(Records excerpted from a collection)

####

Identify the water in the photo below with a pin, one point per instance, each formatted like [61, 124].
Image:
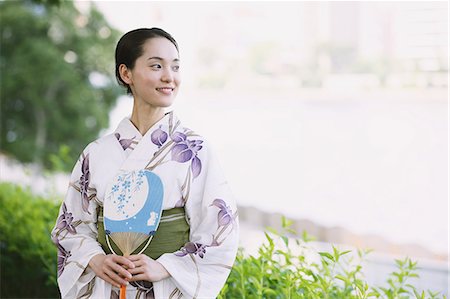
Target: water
[375, 165]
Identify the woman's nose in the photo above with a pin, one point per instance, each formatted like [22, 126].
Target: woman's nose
[167, 76]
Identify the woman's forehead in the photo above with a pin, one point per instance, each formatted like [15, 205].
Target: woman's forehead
[160, 47]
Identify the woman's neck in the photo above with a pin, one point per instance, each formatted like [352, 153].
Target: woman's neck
[144, 116]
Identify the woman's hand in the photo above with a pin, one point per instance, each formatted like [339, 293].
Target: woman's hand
[146, 269]
[112, 268]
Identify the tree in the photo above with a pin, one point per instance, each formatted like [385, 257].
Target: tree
[57, 78]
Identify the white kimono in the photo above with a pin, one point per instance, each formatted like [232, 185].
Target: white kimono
[192, 179]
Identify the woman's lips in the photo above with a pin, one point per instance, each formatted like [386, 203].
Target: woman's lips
[165, 90]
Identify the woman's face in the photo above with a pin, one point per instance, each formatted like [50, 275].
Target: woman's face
[155, 78]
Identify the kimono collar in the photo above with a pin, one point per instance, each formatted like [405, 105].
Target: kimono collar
[127, 130]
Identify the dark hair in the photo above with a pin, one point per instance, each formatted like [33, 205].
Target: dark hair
[129, 48]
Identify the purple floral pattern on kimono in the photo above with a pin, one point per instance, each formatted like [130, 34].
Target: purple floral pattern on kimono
[64, 221]
[185, 150]
[125, 143]
[192, 248]
[225, 216]
[84, 183]
[63, 255]
[159, 137]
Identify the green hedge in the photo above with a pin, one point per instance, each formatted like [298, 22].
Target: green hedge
[282, 269]
[28, 256]
[293, 269]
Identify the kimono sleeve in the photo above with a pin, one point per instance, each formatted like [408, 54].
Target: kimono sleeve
[75, 232]
[200, 269]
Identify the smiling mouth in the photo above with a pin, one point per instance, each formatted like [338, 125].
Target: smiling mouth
[165, 89]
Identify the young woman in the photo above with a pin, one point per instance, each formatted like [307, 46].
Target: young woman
[196, 242]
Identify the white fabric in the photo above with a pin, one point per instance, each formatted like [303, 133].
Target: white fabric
[191, 177]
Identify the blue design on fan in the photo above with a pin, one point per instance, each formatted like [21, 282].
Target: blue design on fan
[147, 219]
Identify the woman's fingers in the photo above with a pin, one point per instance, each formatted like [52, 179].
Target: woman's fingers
[120, 270]
[137, 257]
[108, 279]
[118, 281]
[139, 277]
[136, 270]
[123, 261]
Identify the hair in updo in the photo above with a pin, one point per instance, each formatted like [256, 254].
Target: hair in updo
[130, 47]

####

_Exercise brief_
Convert the records above into a JSON list of strings with one string per line, skipping blank lines and leaving out the pictures.

_In response_
[
  "Identify the water in the photo below with a pin, one point per instance, each formatted like [61, 124].",
  "Image:",
  "Target: water",
  "[375, 165]",
  "Identify the woman's nose in the photo above with a pin, one point per instance, each formatted like [22, 126].",
  "Target: woman's nose",
  "[167, 76]",
  "Identify the woman's forehead in the photo above with a pin, one point per instance, each formatted like [15, 205].",
  "Target: woman's forehead",
  "[160, 47]",
  "Identify the woman's neck in the photo above with a pin, one point per instance, each formatted like [352, 153].",
  "Target: woman's neck",
  "[144, 116]",
  "Identify the woman's hand in the photo above with a pin, one point per instance, each formatted like [339, 293].",
  "Target: woman's hand",
  "[146, 269]",
  "[112, 268]",
  "Identify the tree in the photo above with a pin, one point per instance, each formatted like [385, 257].",
  "Target: tree",
  "[57, 78]",
  "Identify the white kimono in the photo above with a pin, one point per instance, each formatted like [232, 185].",
  "Target: white kimono",
  "[192, 179]",
  "Identify the woman's lips in the photo above with a pin, one point per instance, each formatted like [386, 203].",
  "Target: woman's lips",
  "[165, 90]",
  "Identify the woman's face in the photo above with a pin, one point per instance, each formatted like [50, 275].",
  "Target: woman's face",
  "[155, 78]",
  "Identify the kimono collar in the photo above with a pin, one point per instance, each formatted like [405, 105].",
  "Target: kimono collar",
  "[127, 130]",
  "Identify the dark hair in the photo above with a pin, one point per instance, each formatted like [33, 205].",
  "Target: dark hair",
  "[129, 48]",
  "Identify the purple floral pattern on kimono in the photo above with a pin, one point per instance, each formatted like [130, 34].",
  "Target: purple floral pattern on kimono",
  "[64, 221]",
  "[185, 150]",
  "[125, 143]",
  "[192, 248]",
  "[225, 216]",
  "[84, 183]",
  "[63, 255]",
  "[159, 137]",
  "Identify the green hedge in the photo above with a pin, one point per instance, each formatted like [298, 22].",
  "Target: green hedge",
  "[282, 269]",
  "[28, 256]",
  "[293, 269]",
  "Identify the kimono sleeve in the photo above with a pin, one point per instance, each formatted like [408, 54].",
  "Target: kimono sleeve",
  "[75, 232]",
  "[200, 269]",
  "Identify the smiling mouth in the photo above with a pin, one point per instance, each formatted like [338, 125].",
  "Target: smiling mouth",
  "[165, 89]",
  "Identify the young woman in the photo above with a pin, one point per instance, each formatted like [307, 46].",
  "Target: young woman",
  "[196, 242]",
  "Identify the white fabric in the photo above with a pin, one point per instance, each formatted like [303, 133].",
  "Target: white fabric",
  "[191, 177]",
  "Identify the blue design on fan in the photo above with a pin, one point per instance, each formatted like [21, 282].",
  "Target: blue design on fan",
  "[147, 219]",
  "Identify the woman's fingers in the photo above with a pin, one point per instance, each formatted like [52, 179].",
  "Target: woman's fingers",
  "[120, 270]",
  "[137, 257]",
  "[108, 279]",
  "[118, 281]",
  "[139, 277]",
  "[136, 270]",
  "[123, 261]",
  "Identify the hair in updo in the photo above with a pin, one point per instance, each formatted like [256, 254].",
  "Target: hair in updo",
  "[130, 47]"
]